Problemas por resolver.
1. Resume en dos oraciones el texto sobre la cuestión mapuche.
2. Imprime exactamente el fragmento del texto sobre la cuestión mapuche que va desde "La cuestión mapuche" hasta "sus pleitos históricos.".

Texto de la página.
La cuestión mapuche cambió en loa década de 1960 con la Reforma Agraria. El indigenismo surgido a principios de siglo permitió la creación de decenas de organizaciones mapuches que convergieron en 1968 en el Congreso de Ercilla, donde se estimó que no había un marco jurídico adecuado para encauzar el conflicto por vías pacíficas y legales. En este contexto, comenzaron la toma de terrenos como un modo de encontrar una estrategia de recuperación de tierras y resolver sus pleitos históricos.

La política indígena implementada por la Unidad Popular se diferenció por lo menos en cuatro aspectos de la perspectiva asimilacionista adoptada desde que fuera dictada la primera ley de división de 1927: reconocer la existencia en el territorio nacional de grupos culturalmente diferenciados, hacer del asunto indígena un problema nacional, reconocer la deuda histórica que tenía el Estado para con los indígenas y sacar a la luz el tema de la participación autóctona.

La dictadura cívico-militar de Augusto Pinochet, con criterios geopolíticos y neoliberales, dictó en 1978 una ley que aprobó como única política hacia las tierras indígenas, la división de las propiedades comunitarias con el objetivo de generar un mercado de tierras y resolver el conflicto indígena.

Material proporcionado.
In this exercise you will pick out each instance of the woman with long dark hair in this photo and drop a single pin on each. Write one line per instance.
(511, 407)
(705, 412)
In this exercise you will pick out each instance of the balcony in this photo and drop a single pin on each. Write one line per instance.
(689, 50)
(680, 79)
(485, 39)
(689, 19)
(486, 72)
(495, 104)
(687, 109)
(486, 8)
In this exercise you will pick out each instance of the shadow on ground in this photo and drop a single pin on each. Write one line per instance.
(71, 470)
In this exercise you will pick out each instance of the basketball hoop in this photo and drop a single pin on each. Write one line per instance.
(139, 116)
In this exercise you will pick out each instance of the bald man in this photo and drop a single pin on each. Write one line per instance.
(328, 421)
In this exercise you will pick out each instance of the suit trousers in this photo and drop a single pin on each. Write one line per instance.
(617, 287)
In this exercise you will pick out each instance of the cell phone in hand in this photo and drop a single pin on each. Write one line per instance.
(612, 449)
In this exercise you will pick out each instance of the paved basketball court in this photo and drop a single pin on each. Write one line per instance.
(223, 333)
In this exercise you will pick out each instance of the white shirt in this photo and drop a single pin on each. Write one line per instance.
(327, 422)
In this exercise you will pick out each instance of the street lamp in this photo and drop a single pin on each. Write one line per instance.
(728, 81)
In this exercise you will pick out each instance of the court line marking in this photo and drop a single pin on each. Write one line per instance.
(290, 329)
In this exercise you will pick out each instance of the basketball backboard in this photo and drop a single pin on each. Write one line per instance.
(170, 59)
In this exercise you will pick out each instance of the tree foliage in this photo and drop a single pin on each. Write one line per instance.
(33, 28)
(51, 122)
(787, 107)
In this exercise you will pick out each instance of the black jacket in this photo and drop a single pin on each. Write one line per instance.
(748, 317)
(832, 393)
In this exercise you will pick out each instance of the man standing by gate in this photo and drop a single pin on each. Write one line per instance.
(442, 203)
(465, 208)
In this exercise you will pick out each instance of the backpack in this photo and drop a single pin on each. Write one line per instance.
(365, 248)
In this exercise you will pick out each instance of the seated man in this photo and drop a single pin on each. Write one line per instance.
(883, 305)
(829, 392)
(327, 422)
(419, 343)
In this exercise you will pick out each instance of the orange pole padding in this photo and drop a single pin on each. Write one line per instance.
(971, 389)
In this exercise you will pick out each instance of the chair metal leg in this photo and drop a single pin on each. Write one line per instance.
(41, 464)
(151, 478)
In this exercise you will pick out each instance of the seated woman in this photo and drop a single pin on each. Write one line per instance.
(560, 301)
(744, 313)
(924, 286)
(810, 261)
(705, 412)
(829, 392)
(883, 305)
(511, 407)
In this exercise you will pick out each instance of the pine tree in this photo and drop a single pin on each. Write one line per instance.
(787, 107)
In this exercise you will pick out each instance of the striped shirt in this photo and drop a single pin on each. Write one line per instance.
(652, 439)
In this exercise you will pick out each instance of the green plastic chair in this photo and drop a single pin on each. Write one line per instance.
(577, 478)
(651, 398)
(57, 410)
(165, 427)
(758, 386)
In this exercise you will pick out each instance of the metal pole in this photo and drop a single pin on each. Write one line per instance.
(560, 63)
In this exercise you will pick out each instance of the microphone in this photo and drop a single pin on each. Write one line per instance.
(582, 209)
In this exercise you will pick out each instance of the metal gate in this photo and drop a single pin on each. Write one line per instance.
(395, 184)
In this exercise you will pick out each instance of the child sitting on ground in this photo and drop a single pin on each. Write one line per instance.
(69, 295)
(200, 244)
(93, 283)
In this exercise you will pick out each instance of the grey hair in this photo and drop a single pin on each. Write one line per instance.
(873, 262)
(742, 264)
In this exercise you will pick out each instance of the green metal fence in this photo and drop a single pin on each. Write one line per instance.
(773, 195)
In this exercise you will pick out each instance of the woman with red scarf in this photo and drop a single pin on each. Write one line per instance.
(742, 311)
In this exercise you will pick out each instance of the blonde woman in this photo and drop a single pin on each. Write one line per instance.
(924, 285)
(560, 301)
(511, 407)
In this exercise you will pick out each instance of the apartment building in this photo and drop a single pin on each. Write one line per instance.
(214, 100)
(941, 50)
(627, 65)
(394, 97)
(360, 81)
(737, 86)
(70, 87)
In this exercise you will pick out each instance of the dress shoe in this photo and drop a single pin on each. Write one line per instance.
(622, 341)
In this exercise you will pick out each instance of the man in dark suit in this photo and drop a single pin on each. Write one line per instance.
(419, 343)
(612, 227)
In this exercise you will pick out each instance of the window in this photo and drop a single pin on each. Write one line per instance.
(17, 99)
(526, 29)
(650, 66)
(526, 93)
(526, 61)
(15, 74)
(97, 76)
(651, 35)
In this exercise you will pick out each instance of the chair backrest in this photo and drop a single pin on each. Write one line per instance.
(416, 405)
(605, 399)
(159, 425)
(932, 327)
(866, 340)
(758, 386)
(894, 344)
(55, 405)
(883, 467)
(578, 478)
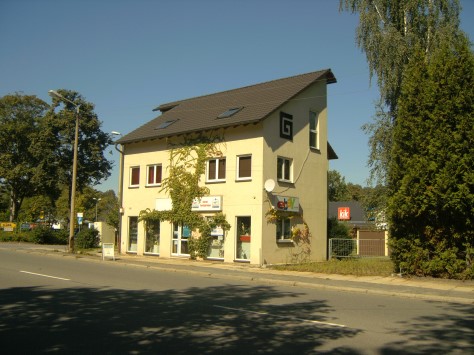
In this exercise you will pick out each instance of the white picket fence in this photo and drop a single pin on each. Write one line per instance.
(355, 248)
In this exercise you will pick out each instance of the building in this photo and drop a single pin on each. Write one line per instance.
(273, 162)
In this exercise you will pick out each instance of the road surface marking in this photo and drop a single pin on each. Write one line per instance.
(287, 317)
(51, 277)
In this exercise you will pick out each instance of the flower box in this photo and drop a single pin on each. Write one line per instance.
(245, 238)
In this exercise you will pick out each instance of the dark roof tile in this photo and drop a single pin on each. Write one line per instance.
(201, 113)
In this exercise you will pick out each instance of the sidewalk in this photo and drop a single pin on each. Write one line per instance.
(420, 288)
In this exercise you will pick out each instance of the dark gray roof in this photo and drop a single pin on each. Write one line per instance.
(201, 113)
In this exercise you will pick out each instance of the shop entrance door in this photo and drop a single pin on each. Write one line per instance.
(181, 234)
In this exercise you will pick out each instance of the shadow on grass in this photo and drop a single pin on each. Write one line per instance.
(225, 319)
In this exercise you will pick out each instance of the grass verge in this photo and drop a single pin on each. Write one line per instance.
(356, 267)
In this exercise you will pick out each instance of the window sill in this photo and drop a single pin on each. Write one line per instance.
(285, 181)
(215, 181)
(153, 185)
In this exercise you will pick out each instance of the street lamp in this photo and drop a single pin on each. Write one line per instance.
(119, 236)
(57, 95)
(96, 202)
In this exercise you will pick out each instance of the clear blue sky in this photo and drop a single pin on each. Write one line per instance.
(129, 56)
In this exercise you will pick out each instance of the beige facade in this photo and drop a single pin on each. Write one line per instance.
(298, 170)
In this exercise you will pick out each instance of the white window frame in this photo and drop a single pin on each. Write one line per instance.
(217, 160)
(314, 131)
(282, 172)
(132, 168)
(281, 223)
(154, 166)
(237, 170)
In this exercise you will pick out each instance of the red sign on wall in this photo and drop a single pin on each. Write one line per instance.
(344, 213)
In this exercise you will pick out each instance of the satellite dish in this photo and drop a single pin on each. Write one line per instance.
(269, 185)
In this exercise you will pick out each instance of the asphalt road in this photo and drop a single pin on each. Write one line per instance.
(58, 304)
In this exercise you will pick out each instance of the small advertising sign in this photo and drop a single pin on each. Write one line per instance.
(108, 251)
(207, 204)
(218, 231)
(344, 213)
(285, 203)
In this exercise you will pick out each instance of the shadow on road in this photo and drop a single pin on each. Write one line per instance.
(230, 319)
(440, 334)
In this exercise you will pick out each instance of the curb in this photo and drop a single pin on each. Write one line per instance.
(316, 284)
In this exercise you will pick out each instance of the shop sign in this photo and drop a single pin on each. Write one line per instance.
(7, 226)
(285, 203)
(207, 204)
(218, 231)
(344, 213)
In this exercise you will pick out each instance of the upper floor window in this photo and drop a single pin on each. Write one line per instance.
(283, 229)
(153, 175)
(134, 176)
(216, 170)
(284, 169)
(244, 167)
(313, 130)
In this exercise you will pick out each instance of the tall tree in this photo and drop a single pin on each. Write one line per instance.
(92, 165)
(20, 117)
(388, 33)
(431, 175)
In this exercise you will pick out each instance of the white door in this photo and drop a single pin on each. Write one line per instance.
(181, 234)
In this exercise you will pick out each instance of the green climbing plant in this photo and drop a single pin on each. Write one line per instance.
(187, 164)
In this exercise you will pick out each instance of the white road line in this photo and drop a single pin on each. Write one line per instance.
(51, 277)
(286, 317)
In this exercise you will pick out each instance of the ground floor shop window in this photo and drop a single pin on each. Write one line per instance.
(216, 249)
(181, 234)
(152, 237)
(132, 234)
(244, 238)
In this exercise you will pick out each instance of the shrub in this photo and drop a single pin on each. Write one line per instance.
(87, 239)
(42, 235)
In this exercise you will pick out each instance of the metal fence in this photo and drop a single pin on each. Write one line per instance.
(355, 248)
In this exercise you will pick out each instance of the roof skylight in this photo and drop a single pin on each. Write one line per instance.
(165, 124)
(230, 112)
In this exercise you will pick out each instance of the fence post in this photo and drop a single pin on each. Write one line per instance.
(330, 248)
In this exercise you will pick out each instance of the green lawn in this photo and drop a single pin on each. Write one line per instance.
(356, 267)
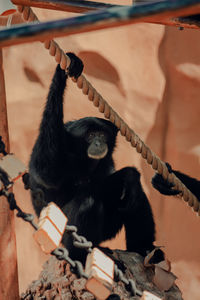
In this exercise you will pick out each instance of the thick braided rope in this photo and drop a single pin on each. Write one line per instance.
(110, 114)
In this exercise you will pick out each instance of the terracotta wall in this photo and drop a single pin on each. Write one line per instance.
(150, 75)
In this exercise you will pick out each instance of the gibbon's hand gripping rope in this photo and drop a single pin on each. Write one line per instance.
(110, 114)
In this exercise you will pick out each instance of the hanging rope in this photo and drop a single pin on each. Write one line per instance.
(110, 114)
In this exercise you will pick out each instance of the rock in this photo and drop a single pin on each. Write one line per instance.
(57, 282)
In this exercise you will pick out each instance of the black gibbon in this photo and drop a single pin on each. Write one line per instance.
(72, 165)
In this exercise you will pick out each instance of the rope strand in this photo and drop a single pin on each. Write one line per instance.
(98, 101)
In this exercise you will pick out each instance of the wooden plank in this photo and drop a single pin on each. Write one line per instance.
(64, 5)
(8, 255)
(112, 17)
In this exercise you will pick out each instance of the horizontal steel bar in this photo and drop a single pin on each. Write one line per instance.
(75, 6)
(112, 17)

--

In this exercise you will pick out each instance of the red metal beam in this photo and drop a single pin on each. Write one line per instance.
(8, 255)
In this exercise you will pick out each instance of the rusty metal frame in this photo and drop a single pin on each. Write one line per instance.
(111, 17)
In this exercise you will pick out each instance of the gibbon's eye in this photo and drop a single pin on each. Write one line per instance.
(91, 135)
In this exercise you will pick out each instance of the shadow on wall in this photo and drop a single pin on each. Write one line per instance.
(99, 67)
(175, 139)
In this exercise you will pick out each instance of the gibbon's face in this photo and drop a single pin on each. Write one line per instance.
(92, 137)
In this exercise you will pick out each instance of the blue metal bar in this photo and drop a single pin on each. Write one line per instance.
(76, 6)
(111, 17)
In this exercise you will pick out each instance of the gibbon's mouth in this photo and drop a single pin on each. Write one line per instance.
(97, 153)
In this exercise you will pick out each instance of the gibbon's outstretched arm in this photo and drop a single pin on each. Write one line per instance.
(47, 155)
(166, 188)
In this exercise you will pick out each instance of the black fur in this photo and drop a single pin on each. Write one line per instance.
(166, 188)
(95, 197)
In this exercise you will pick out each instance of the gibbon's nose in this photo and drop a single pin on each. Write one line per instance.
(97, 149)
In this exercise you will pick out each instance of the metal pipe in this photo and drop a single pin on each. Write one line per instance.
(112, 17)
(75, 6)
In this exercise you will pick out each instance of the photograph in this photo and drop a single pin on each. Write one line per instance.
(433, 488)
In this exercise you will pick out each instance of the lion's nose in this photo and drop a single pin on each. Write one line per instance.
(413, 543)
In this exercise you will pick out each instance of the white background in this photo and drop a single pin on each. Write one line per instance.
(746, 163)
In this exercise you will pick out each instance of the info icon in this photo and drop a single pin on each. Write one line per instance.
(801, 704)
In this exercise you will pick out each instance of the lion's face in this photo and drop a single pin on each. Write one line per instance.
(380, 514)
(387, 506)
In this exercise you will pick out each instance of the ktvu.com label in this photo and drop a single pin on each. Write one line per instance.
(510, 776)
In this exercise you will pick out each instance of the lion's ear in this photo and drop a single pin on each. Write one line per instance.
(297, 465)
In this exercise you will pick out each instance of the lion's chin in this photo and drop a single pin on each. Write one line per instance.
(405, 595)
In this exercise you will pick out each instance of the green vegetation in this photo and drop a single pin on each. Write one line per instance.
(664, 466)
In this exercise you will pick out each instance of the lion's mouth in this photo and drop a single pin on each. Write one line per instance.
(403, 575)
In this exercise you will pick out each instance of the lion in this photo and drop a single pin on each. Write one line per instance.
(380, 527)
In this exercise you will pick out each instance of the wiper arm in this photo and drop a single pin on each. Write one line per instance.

En respuesta.
1. Con la Reforma Agraria de la década de 1960, las organizaciones mapuches convergieron en 1968 en el Congreso de Ercilla y comenzaron la toma de terrenos para recuperar tierras y resolver sus pleitos históricos. La Unidad Popular aplicó una política indígena distinta de la perspectiva asimilacionista, mientras que la dictadura de Pinochet dictó en 1978 una ley que dividió las propiedades comunitarias para generar un mercado de tierras.

2.
La cuestión mapuche cambió en loa década de 1960 con la Reforma Agraria. El indigenismo surgido a principios de siglo permitió la creación de decenas de organizaciones mapuches que convergieron en 1968 en el Congreso de Ercilla, donde se estimó que no había un marco jurídico adecuado para encauzar el conflicto por vías pacíficas y legales. En este contexto, comenzaron la toma de terrenos como un modo de encontrar una estrategia de recuperación de tierras y resolver sus pleitos históricos.